• Exercise requirements
Turn the listing below into a numbered list, leaving out any blank lines.

• Records
-*-*-

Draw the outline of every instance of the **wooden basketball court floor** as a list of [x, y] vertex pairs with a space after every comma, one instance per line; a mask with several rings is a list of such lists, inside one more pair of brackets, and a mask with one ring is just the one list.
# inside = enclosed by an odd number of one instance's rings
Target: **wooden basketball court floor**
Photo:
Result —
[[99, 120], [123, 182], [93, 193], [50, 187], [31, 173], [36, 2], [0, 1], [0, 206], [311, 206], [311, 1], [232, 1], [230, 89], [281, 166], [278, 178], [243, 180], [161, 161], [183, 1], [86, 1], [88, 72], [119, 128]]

-*-*-

• Written solution
1. Draw the outline of every instance of the **wooden basketball court floor** as a list of [x, y] vertex pairs with a space after every comma, one instance per line; a mask with several rings is a list of such lists, inside one more pair of brackets, and a mask with one ring is just the one list.
2. # inside = enclosed by an odd number of one instance's rings
3. Target: **wooden basketball court floor**
4. Photo:
5. Result —
6. [[99, 120], [123, 182], [93, 193], [50, 187], [31, 173], [36, 2], [0, 1], [0, 206], [311, 206], [311, 1], [232, 1], [230, 89], [281, 166], [278, 178], [243, 180], [161, 161], [183, 1], [86, 1], [88, 72], [119, 128]]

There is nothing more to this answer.